- **Set task**
Retype the entries below word for word, from the line with "find the paved" to the line with "118 179 600 316", including both of those lines.

- **Task input**
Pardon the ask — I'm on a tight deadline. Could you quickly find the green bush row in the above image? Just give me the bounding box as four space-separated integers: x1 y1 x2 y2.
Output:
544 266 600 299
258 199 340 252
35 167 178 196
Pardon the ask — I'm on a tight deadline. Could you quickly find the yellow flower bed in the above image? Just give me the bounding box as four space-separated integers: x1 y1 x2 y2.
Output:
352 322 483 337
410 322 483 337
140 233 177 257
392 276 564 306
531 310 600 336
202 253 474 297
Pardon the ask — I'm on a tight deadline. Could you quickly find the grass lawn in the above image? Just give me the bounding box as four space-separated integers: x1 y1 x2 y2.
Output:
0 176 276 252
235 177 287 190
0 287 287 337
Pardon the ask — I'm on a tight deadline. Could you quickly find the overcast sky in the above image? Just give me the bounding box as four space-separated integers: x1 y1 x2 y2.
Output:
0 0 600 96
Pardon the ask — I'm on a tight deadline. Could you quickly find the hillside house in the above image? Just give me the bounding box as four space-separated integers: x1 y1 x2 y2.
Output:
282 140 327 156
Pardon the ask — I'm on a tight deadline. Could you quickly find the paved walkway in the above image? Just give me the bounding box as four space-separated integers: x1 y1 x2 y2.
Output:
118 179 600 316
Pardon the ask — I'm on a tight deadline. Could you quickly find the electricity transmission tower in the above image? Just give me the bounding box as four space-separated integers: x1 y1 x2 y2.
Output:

- **Reply to the task**
Pardon the ask — I'm on a tight deadline. Could you quickly find the paved walkway in the above image? Just give me the bounding box as four space-separated integers: x1 y1 x2 y2.
Output:
118 179 600 316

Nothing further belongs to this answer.